Given text:
Yesterday I received a reply back from the Labour Leader of Cheshire West and Chester Cllr Samantha Dixon. I’m sure the Labour Party is aware what I do for a living, which perhaps explains why as a non-Cheshire West and Chester resident I received a reply. The car park (one of many in Chester) in question is also in the ward that the Leader of Chester West and Chester Council represents.

It’s a matter of public interest, so in the interests of hearing both sides I am publishing her reply here (and my response). As I was writing this blog post, I received a copy of the traffic regulation order and public notice too, so those are included at the end.


Dear Mr Brace

I refer to your e-mail of 21st December to the Rt. Honourable Frank Field MP and copied to a number of Cheshire West Councillors. As your e-mail is about parking in Chester city centre, I am able to provide a response to the Blue Badge parking issues you raise.

You are correct that there is a national Blue Badge scheme, details of which are set out in the Department for Transport booklet entitled "The Blue Badge scheme: rights and responsibilities in England." Under the scheme, Blue Badge holders can park close to their destination, either as a passenger or driver, but the scheme is intended for on-street parking only (please refer to pages 6 and 17 of the booklet). Where a time restriction applies, a parking clock must also be displayed as the concession is limited to a maximum stay of three hours.

Many councils, but not all, also allow Blue Badge holders to park in their car parks for three hours free of charge, but in Cheshire West, four hours free parking is available in the Council’s pay and display car parks. In some council areas, charges apply to Blue Badge holders from the point of arrival in local authority car parks. Spaces for Blue Badge holders must be provided in all car parks whether or not charges apply.

This Council is in the process of converting a number of its car parks in Chester city centre from pay and display to ‘pay on foot’ or ‘pay on exit’ systems in order to be able to manage the car parks more efficiently and to increase the flexibility of payment methods. Where ‘pay on foot’ systems are introduced, it is normally the case that free parking for Blue Badge holders is removed altogether. The Council has, however, introduced a system for borough residents who are Blue Badge holders to apply for a microchip sticker which allows four hours free parking in most car parks affected by the changes, effectively making them permit holders for the car parks in question.

Source data:

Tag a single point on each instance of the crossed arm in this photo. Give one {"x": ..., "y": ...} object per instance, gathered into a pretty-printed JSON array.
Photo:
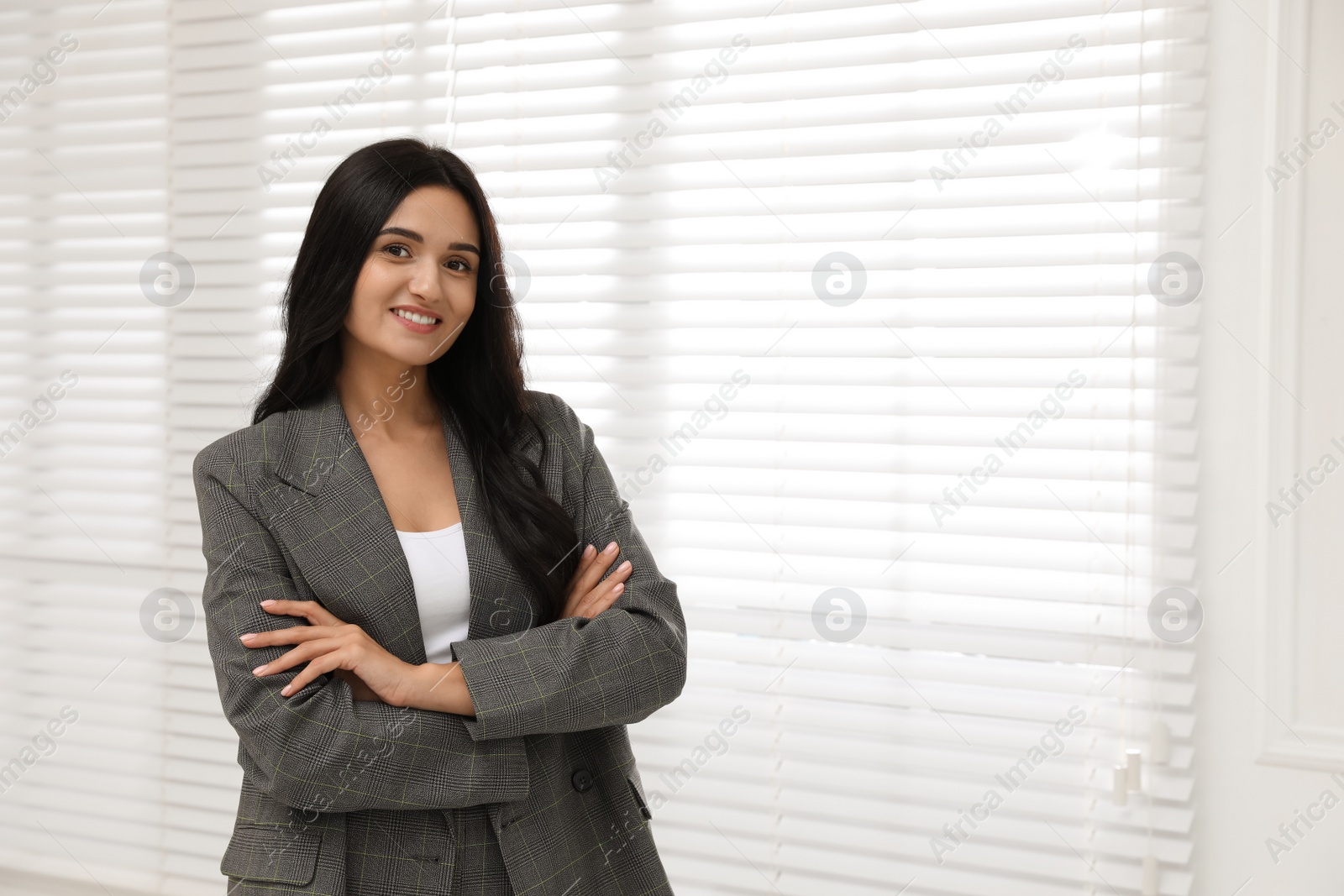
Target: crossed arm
[{"x": 577, "y": 673}]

Short task:
From the Blue Badge parking text above, copy verbatim the passage between "I refer to your" and "issues you raise.", inclusive.

Problem solution:
I refer to your e-mail of 21st December to the Rt. Honourable Frank Field MP and copied to a number of Cheshire West Councillors. As your e-mail is about parking in Chester city centre, I am able to provide a response to the Blue Badge parking issues you raise.